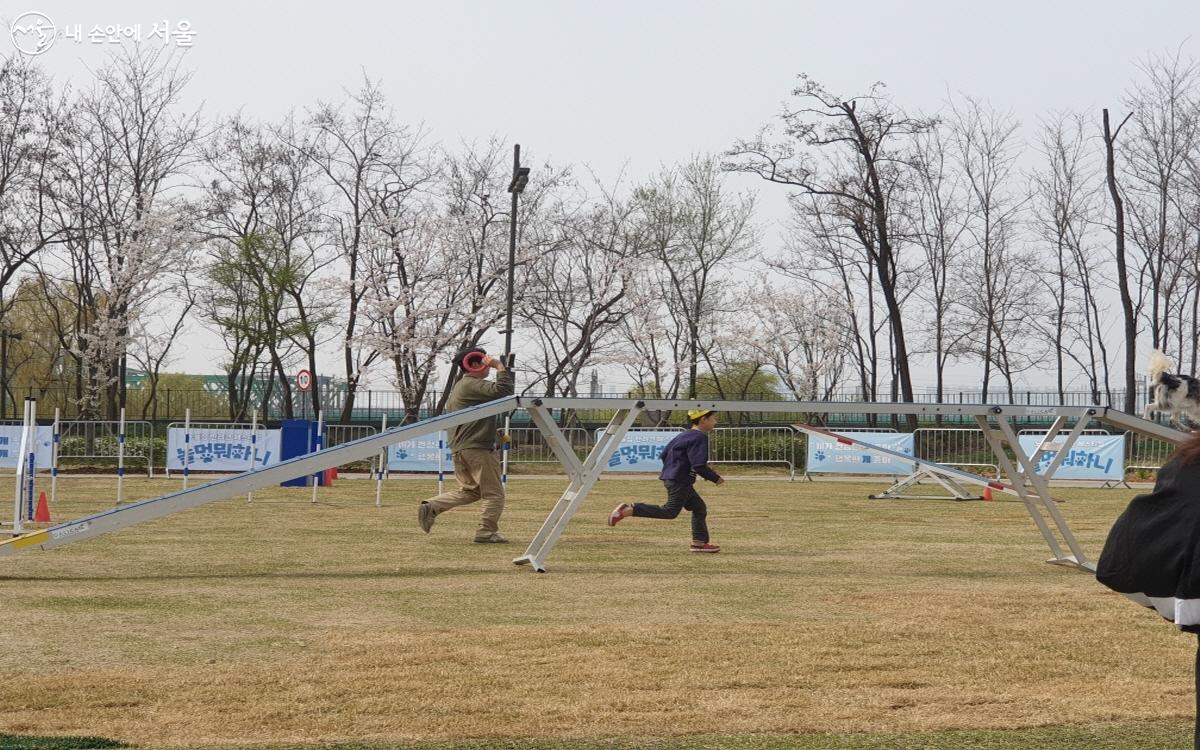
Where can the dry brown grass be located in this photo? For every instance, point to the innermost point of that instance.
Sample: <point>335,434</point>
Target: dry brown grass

---

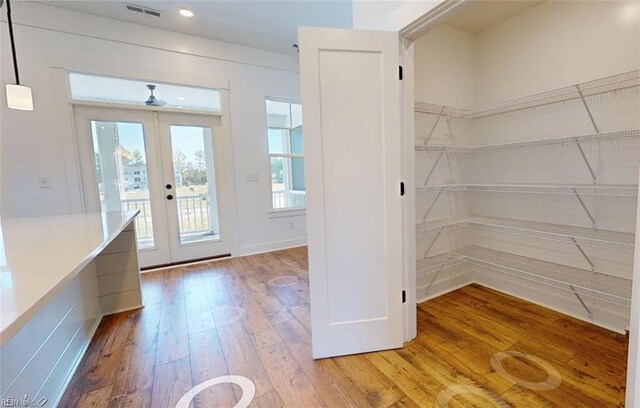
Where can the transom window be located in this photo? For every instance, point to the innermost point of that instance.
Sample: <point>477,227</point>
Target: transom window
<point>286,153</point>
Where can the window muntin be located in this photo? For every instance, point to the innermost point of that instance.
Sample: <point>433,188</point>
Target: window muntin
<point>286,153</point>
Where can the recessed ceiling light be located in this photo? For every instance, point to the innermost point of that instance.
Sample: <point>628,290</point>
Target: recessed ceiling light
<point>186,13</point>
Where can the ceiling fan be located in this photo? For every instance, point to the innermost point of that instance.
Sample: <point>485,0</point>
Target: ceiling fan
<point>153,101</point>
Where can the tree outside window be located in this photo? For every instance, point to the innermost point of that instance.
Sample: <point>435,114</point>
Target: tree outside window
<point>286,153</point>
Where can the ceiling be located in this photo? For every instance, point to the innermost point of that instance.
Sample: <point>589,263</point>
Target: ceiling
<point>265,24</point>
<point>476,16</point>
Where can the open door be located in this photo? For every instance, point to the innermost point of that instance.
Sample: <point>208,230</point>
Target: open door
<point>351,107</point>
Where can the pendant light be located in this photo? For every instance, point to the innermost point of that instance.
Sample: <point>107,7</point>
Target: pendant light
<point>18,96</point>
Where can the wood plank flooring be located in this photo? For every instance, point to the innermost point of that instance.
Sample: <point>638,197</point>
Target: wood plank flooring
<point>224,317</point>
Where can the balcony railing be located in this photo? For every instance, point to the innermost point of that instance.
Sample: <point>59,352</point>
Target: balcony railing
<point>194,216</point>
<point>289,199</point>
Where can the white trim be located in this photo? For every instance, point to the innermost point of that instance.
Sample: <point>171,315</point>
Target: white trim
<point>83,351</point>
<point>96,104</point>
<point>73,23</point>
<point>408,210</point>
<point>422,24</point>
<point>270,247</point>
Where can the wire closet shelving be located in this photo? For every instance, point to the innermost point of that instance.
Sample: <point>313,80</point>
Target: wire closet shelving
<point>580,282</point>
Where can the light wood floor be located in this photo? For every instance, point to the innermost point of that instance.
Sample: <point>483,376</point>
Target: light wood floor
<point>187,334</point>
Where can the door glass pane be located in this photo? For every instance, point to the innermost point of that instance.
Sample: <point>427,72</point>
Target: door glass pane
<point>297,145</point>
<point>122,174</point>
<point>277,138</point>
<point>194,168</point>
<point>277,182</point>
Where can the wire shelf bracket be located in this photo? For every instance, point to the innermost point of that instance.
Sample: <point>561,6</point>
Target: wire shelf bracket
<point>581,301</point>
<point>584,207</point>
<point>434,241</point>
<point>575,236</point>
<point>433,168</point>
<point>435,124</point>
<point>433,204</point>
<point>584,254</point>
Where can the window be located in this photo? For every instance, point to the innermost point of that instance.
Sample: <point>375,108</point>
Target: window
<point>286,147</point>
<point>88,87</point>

Your objective: List every line of the rows above that contains the string "tree". Case counts.

Response to the task:
Where can the tree outside window be located in this photo? For every instance, point to the innermost point of that instance.
Target: tree outside window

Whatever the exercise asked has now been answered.